Convert the lines below, from the one containing "Annotation task: tag one point per instance of the distant" through the final line inclusive, into a numbered list, leaving out any blank lines.

-- START OF Data for this task --

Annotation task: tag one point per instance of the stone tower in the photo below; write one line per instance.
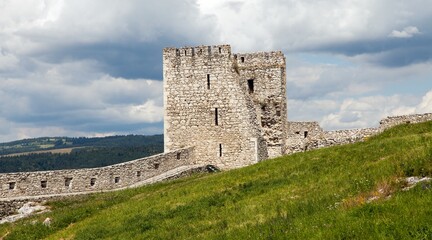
(230, 107)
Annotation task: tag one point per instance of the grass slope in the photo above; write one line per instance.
(321, 194)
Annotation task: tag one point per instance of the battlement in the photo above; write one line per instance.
(260, 59)
(199, 51)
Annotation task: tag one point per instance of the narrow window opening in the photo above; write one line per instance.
(220, 150)
(92, 181)
(216, 117)
(68, 182)
(250, 85)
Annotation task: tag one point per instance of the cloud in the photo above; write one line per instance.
(407, 32)
(94, 68)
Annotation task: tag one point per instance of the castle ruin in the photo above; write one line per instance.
(221, 108)
(230, 107)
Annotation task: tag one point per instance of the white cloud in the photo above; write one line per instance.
(407, 32)
(426, 104)
(294, 25)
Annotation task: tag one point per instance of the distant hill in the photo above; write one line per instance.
(357, 191)
(53, 153)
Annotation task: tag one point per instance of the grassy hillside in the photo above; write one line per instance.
(322, 194)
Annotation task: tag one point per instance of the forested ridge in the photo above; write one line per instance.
(85, 152)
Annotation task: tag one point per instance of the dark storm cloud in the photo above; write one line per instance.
(388, 52)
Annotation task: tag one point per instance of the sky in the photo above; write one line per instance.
(94, 68)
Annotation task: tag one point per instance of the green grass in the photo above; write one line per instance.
(320, 194)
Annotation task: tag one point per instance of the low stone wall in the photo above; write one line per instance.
(396, 120)
(121, 175)
(304, 136)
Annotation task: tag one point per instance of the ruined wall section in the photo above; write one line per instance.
(397, 120)
(300, 134)
(304, 136)
(91, 179)
(205, 106)
(263, 78)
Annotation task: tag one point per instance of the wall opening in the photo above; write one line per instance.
(220, 150)
(92, 181)
(68, 182)
(216, 117)
(251, 85)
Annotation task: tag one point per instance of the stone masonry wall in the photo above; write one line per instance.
(207, 107)
(303, 136)
(263, 77)
(396, 120)
(91, 179)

-- END OF Data for this task --

Response to this exercise:
1. Annotation task: tag one point per instance of the distant hill in the photo above; write one line per instance.
2. (357, 191)
3. (53, 153)
4. Annotation task: tag one point per instance of the grassy hillside in the photo above; write one line per instance.
5. (322, 194)
6. Annotation task: tag one point per instance of the forested ridge in the photo above; write one line per instance.
7. (85, 152)
8. Annotation task: tag one point per instance of the dark storm cloud in the photo above; write one line per instance.
9. (388, 52)
10. Annotation task: tag one point per instance of the sky in the photo above; write one line per instance.
11. (94, 68)
12. Annotation task: tag one point per instance of the green grass in the photo above; write one line per instance.
13. (320, 194)
14. Annotation task: tag one point per instance of the low stone wall in the photo above; write one line per instance.
15. (396, 120)
16. (121, 175)
17. (304, 136)
18. Annotation task: tag one point per instance of the ruined wall section in the photo above; write one line per instance.
19. (397, 120)
20. (300, 134)
21. (304, 136)
22. (91, 179)
23. (205, 106)
24. (263, 78)
25. Annotation task: tag one point per instance of the wall opening in the photo above; write one line per instance.
26. (220, 150)
27. (92, 181)
28. (68, 182)
29. (216, 117)
30. (251, 85)
31. Annotation task: tag one point per instance of the stone masonry wall in the photo above; write one line per instance.
32. (207, 107)
33. (303, 136)
34. (263, 77)
35. (396, 120)
36. (91, 179)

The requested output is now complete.